------ DOCUMENT SEGMENT
Search form

menu menu

Brussels charity aims to reduce the risk of Congolese children drowning on way to school

Des livres sur les pirogues asbl
10:07 15/01/2019

It was the news that nine school children had died when their canoe overturned on the Congo River that spurred local activist Elozi Lomponda to set up the charity Des livres sur les pirogues.

“This event deeply affected me. I thought it’s not possible that children have to die on their way to school; I had to go there and do something,” says Lomponda, who lost two of her second cousins in the tragedy.

Association president Elozi Lomponda with schoolchildren in Mankanza

While raising money to build a school that would save 600 children from having to undertake the perilous journey, the charity is already carrying out water safety campaigns and equipping kids with life jackets. Thanks to a private sponsor, they are also purchasing a 50-seater motor boat.

The island area around Mankanza in the Equateur province of the Democratic Republic of Congo is a poor and disadvantaged fishing community of 180,000 people with around 15,000 children using the river to travel to school. Between 2006 and 2011, 1,570 pupils drowned during their school journey.

The second longest river in Africa, known as the fleuve in French, is a mythical stretch of water that is both a life force for the region as well as a key transport network. Parents build dugout canoes for their children but cannot accompany them because of their need to work. From about eight years of age, the children set off - five or six per canoe - paddling for an hour each way.

Children risk their lives on their way to school

“They’ve barely eaten in the morning, they can’t manage the weather conditions and around 70% of them cannot swim,” says Lomponda, who points out that animal life and extreme temperatures are additional dangers.
------------
------ INFORMATION SUPPLIED
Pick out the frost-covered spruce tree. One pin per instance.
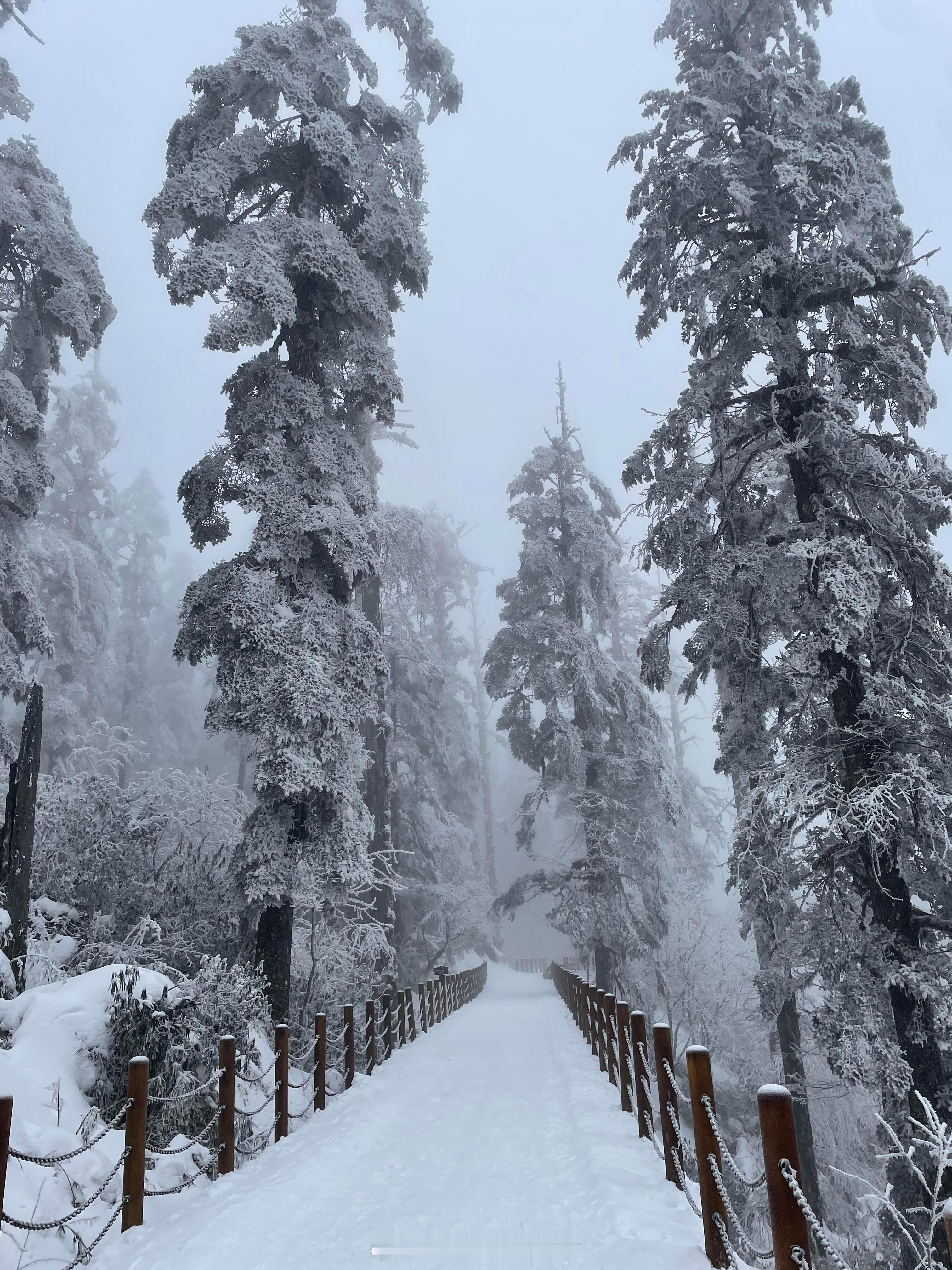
------------
:: PROBLEMS AND TASKS ::
**1)** According to the article on the Brussels charity, why do the children on the Congo River paddle to school without their parents, and what does Lomponda say makes the journey dangerous for them? Answer in one to three sentences.
**2)** Extend the article on the Brussels charity for Congolese schoolchildren, starting after its last sentence.

:: ANSWERS PER TASK ::
**1)** Their parents build dugout canoes for them but cannot go along because they need to work. Lomponda says the children have barely eaten in the morning, cannot manage the weather, and around 70% of them cannot swim, with animal life and extreme temperatures as further dangers.

**2)**
Instinctively revolted by the idea of young people risking their lives to gain an education, Lomponda set off the DRC, accompanied by some friends. They took an internal flight from the capital Kinshasa before a seven-hour journey up the Congo River. Their destination was a barely accessible encampment of villages that has mushroomed around the local fishing industry.

Although of Congolese origin, Lomponda’s knowledge of the country was restricted to its capital. Fortunately she speaks Lingala, the local language. “We spoke to the children and they explained their daily life, living on islands in fishing camps and needing to study somewhere else,” she says.

“The majority had lost at least one friend and there’s no psychological support,” adds Lomponda, “I met a mother who said that she cried each time she said goodbye to her child, frightened that like her neighbour, a bit of a schoolbag would be given to her and she’d be told that was all that had been found.”

Lomponda and her team had chosen a site for a new school, but the mission changed when they saw that there were already schools in the area. “We realised that the priority was to save lives,” she says.

The charity’s main objective is now to construct a local school on a nearby island where there is no such facility and to build it on stilts because of the risk of flooding. In the meantime they have launched a project in collaboration with an existing school, providing much-needed materials and installing running water and toilets.

The charity's plans for a school on stilts

With the water safety campaign also underway, they received a major boost when YouTuber Math se fait des films! was inspired to sponsor a motor boat.

The wider implications of supporting rural communities is never far from Lomponda’s mind. "At a time when there is often talk of migration, I think that it is important to keep in mind that the reasons why people leave their countries are due to war, but also to the fact that they do not find opportunities to live decently,” she says.

"The objective of our charity is to enable these people blossom in their own communities, help them reach their full potential in the locality they were born in.  We are determined that this will be a long-term sustainable project."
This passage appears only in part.